§ **INSTRUCTIONS FOR THE TASK**: Copy out each line exactly as it appears.

(Dataset rows on where objects appear)
########################################

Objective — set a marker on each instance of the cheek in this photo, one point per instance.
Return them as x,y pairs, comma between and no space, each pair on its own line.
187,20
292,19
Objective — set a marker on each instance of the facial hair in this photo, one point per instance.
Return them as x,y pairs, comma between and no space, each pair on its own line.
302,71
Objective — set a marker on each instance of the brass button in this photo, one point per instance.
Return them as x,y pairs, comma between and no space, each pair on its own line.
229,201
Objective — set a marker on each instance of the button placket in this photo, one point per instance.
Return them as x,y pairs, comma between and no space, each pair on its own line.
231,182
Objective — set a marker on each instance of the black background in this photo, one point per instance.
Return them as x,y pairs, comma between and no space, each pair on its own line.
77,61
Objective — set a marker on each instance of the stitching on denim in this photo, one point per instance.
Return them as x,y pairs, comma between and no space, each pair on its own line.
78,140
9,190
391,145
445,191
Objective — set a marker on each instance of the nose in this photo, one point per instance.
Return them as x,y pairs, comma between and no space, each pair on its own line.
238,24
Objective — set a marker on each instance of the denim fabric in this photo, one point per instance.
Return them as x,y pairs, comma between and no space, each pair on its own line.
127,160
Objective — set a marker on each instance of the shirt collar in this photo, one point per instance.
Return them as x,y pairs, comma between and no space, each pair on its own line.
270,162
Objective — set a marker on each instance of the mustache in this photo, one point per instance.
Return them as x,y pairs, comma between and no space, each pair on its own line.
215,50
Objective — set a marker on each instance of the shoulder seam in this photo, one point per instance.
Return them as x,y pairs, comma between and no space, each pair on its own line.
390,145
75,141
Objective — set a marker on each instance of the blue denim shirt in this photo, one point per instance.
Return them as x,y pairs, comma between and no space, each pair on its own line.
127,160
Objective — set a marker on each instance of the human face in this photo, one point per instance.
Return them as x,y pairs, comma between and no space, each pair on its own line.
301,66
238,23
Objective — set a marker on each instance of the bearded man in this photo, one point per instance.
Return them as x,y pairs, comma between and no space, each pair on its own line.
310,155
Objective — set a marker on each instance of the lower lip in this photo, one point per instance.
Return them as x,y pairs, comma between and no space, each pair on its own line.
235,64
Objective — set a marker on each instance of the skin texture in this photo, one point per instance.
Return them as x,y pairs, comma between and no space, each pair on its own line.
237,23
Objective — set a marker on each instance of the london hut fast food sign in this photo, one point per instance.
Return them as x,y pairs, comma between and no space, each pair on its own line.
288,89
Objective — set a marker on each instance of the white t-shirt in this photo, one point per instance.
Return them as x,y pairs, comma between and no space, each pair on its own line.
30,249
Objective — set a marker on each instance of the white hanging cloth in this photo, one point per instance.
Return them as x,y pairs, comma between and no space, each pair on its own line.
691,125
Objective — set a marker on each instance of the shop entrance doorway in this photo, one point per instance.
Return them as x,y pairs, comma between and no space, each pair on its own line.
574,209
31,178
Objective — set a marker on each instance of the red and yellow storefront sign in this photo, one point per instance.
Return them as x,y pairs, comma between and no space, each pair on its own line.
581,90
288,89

########################################

§ **WRITTEN ANSWER**:
Objective — set a marker on each instance of the cheek in this photo, one point per instance.
Return them as x,y pairs, comma between and no space, each pair on its own line.
187,20
292,19
Objective — set a marker on each instance of the facial hair in this photo, one point per instance.
Return them as x,y pairs, comma between and no space, each pair on its own line.
302,71
Objective — set a marker on each instance of the brass button in this photo, one point per instance.
Return them as x,y pairs, comma between and no space, each pair on its own line.
229,201
Objective — set a marker on each instance of the button placket in this photo, one point per instance.
Return them as x,y pairs, comma between and no space, each pair on its own line.
231,182
Objective — set a marker on each instance of the black background in this photo, one point per instance.
Return them as x,y pairs, comma between and no space, each pair on its own line.
77,61
Objective — set a marker on each instance of the stitching on denim in this photo, one point per instance.
Return them as x,y pairs, comma between and no space, each pair on its own line.
78,140
9,190
391,145
445,191
Objective — set a marker on each instance of the nose in this photo, one point per instance.
Return them as x,y pairs, comma between and no space, each pair on its own line.
238,24
Objective — set a marker on each instance of the denim fabric in this photo, one point per instance.
Return them as x,y pairs, comma between and no space, each pair on its own line.
127,160
Objective — set a marker on each instance of the shirt collar in this photo, one point per instance.
Return them as x,y pairs, comma between and no space, each pair on its own line.
270,162
Objective — set a marker on each instance of the mustache in this photo, one point per instance.
Return them as x,y pairs, comma between and no space, each pair on its own line.
215,50
Objective — set a marker on each instance of the shoulder seam in this photo, one point per instance.
Return them as x,y pairs, comma between and no space, each pair on its own line.
390,145
75,141
Objective — set a marker on each instance of the blue denim shirt in this photo, one point per instance.
Return them as x,y pairs, comma between and no space, each pair on its own line.
127,160
Objective — set a marker on each instance of the human face in this photo, one point per instance.
Return them as x,y pairs, comma between and no space, each pair on its own line.
301,66
238,23
Objective — set a marker on each instance of the bearded man in this photo, one point per instance.
Return them as x,y pairs, comma between and no space, each pair on its own line.
310,155
Objective — set a marker on each instance of the lower lip in this photo, one point per instance.
Return them as x,y pairs, comma between and no space, each pair on its own line.
235,64
Objective — set a marker on each instance of the skin texture in this photo, one point per instance.
Return them as x,y pairs, comma between and no space, each pair on its own line.
237,23
Objective — set a marker on each instance of the london hut fast food sign in this photo, one point per instance.
Return them as x,y pairs, comma between and no space, each pair on its own line.
288,89
Objective — set a marker on each instance of the white t-shirt in this photo, one point per instance.
Return them as x,y pairs, comma between and no space, each pair on its own line.
30,249
Objective — set a marker on each instance of the white hanging cloth in this photo, one point per instance.
Return them as x,y pairs, comma between and no space, each pair on its own line.
691,125
Objective — set a marker on each instance of the shop entrance doorway in this photo, one point per instance.
Return them as x,y pairs, comma between and no space, each pair on its own line.
574,209
31,178
Objective — set a marker on each instance of the red and yellow storefront sign in this photo, one point per instance.
Return them as x,y pairs, comma between and no space, each pair on its own line.
581,90
288,89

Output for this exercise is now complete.